Brano scelto.
"""

Tutto il romanzo di Porpora è costellato di episodi simili: personaggi stravaganti come Sulfanel che chiedeva un fiammifero per far capire che voleva una sigaretta o sfortunati come il ragazzo Replica (perché simile in tutto al fratello) la cui tragica fine ad opera di uno squilibrato sarà vendicata – con il consenso di tutto il paese – in maniera sanguinosa dal badile di suo padre o donne fin troppo sicure di sé come Rachele che mostrerà orgogliosamente il proprio sesso rigoglioso al piccolo Benito quando il ragazzino andrà a chiedergli se, essendo una lesbica (termine incomprensibile per lui), in realtà non fosse un uomo camuffato da donna.

"""

Il compito.
Nel brano sul romanzo di Porpora, per quale motivo il ragazzo viene chiamato Replica?

Dati raccolti.
"""

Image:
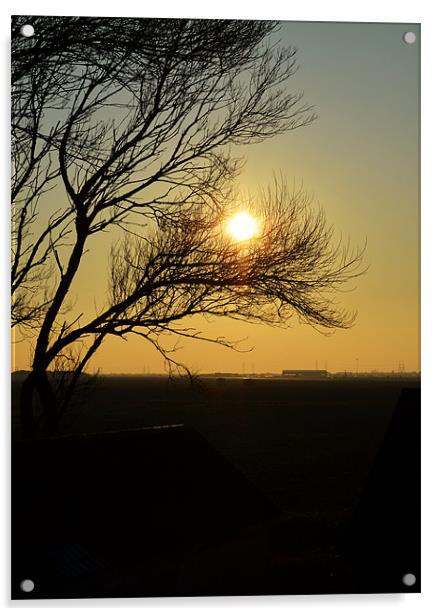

"""

Risposta scritta.
Perché era simile in tutto al fratello.